● Given data:
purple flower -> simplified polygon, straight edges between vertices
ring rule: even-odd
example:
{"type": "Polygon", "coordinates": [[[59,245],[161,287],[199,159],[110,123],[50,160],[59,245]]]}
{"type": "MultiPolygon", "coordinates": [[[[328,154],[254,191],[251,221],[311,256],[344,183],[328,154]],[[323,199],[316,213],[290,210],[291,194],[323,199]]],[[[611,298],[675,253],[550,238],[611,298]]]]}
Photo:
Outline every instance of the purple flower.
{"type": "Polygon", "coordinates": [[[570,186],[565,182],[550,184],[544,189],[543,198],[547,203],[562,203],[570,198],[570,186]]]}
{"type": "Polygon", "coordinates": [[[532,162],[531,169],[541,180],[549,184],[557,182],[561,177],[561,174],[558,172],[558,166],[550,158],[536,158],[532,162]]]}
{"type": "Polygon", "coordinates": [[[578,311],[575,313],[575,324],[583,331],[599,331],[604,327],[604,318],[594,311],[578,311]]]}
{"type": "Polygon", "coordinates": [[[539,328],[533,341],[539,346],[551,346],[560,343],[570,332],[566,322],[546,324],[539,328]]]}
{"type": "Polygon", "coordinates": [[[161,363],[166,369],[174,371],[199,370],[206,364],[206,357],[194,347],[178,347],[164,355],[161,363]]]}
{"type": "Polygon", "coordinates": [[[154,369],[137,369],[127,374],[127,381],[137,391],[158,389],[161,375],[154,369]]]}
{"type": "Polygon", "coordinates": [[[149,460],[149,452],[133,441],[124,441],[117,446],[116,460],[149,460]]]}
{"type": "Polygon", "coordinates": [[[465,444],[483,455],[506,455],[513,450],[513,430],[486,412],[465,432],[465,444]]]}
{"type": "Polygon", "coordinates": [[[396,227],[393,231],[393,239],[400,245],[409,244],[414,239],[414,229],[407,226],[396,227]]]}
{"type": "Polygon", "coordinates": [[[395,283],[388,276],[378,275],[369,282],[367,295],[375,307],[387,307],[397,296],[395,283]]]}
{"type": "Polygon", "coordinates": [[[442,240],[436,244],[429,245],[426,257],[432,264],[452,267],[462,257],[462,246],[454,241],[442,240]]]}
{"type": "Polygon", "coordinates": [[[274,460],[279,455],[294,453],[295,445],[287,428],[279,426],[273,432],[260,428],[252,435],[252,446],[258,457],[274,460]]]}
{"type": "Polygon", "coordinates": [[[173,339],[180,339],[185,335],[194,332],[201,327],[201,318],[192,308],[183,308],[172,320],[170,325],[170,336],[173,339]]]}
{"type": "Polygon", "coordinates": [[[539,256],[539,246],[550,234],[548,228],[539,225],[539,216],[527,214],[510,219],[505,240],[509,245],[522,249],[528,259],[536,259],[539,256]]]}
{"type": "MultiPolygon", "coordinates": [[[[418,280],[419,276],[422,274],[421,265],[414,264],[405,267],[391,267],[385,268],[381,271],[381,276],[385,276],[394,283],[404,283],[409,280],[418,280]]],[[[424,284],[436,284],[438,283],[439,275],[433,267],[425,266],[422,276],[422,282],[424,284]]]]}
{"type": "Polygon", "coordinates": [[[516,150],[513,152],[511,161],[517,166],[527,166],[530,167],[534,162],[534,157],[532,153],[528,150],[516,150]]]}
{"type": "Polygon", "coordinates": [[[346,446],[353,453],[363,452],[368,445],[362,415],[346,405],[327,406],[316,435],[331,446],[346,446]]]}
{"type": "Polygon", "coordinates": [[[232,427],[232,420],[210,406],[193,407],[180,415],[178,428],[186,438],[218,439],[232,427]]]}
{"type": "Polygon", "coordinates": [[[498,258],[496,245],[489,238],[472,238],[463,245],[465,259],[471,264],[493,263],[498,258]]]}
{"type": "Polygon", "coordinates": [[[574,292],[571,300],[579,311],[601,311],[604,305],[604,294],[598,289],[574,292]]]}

● Exercise requirements: Write the entries above out again, verbatim.

● Completed task:
purple flower -> simplified polygon, straight edges between vertices
ring rule: even-odd
example:
{"type": "Polygon", "coordinates": [[[59,245],[161,287],[199,159],[110,123],[50,160],[59,245]]]}
{"type": "MultiPolygon", "coordinates": [[[[328,154],[254,191],[251,221],[311,256],[344,183],[328,154]],[[323,199],[316,213],[290,210],[291,194],[323,199]]],[[[611,298],[675,253],[550,238],[611,298]]]]}
Photo:
Outline every instance of the purple flower.
{"type": "Polygon", "coordinates": [[[570,186],[565,182],[550,184],[544,189],[543,198],[547,203],[562,203],[570,198],[570,186]]]}
{"type": "Polygon", "coordinates": [[[532,162],[531,169],[541,180],[549,184],[557,182],[561,177],[561,174],[558,172],[558,166],[550,158],[536,158],[532,162]]]}
{"type": "Polygon", "coordinates": [[[578,311],[575,313],[575,324],[583,331],[599,331],[604,327],[604,318],[594,311],[578,311]]]}
{"type": "Polygon", "coordinates": [[[539,328],[533,341],[539,346],[551,346],[560,343],[570,332],[566,322],[546,324],[539,328]]]}
{"type": "Polygon", "coordinates": [[[161,363],[166,369],[174,371],[199,370],[206,364],[206,357],[194,347],[178,347],[164,355],[161,363]]]}
{"type": "Polygon", "coordinates": [[[154,369],[137,369],[127,374],[127,381],[137,391],[158,389],[161,375],[154,369]]]}
{"type": "Polygon", "coordinates": [[[149,460],[149,452],[133,441],[124,441],[117,446],[116,460],[149,460]]]}
{"type": "Polygon", "coordinates": [[[465,444],[483,455],[506,455],[513,450],[513,430],[486,412],[465,432],[465,444]]]}
{"type": "Polygon", "coordinates": [[[396,227],[393,231],[393,239],[400,245],[409,244],[414,239],[414,229],[407,226],[396,227]]]}
{"type": "Polygon", "coordinates": [[[395,283],[388,276],[378,275],[369,282],[367,295],[375,307],[387,307],[397,296],[395,283]]]}
{"type": "Polygon", "coordinates": [[[442,240],[436,244],[429,245],[426,257],[432,264],[452,267],[462,257],[462,246],[454,241],[442,240]]]}
{"type": "Polygon", "coordinates": [[[274,460],[279,455],[294,453],[295,445],[287,428],[279,426],[273,432],[260,428],[252,435],[252,446],[258,457],[274,460]]]}
{"type": "Polygon", "coordinates": [[[173,339],[180,339],[185,335],[194,332],[201,327],[201,318],[192,308],[183,308],[172,320],[170,325],[170,336],[173,339]]]}
{"type": "Polygon", "coordinates": [[[539,256],[539,246],[550,234],[548,228],[539,225],[539,216],[527,214],[510,219],[505,240],[509,245],[522,249],[528,259],[536,259],[539,256]]]}
{"type": "MultiPolygon", "coordinates": [[[[418,280],[419,276],[422,274],[421,265],[414,264],[405,267],[391,267],[385,268],[381,271],[381,276],[385,276],[394,283],[404,283],[409,280],[418,280]]],[[[424,284],[436,284],[438,283],[439,275],[433,267],[425,266],[422,276],[422,282],[424,284]]]]}
{"type": "Polygon", "coordinates": [[[516,150],[513,152],[511,161],[517,166],[527,166],[530,167],[534,162],[534,157],[532,153],[528,150],[516,150]]]}
{"type": "Polygon", "coordinates": [[[346,446],[353,453],[363,452],[368,445],[362,415],[346,405],[327,406],[316,435],[331,446],[346,446]]]}
{"type": "Polygon", "coordinates": [[[232,427],[232,420],[210,406],[193,407],[180,415],[178,428],[186,438],[218,439],[232,427]]]}
{"type": "Polygon", "coordinates": [[[498,258],[496,245],[489,238],[472,238],[463,245],[465,259],[471,264],[493,263],[498,258]]]}
{"type": "Polygon", "coordinates": [[[574,292],[571,300],[579,311],[601,311],[604,305],[604,294],[598,289],[574,292]]]}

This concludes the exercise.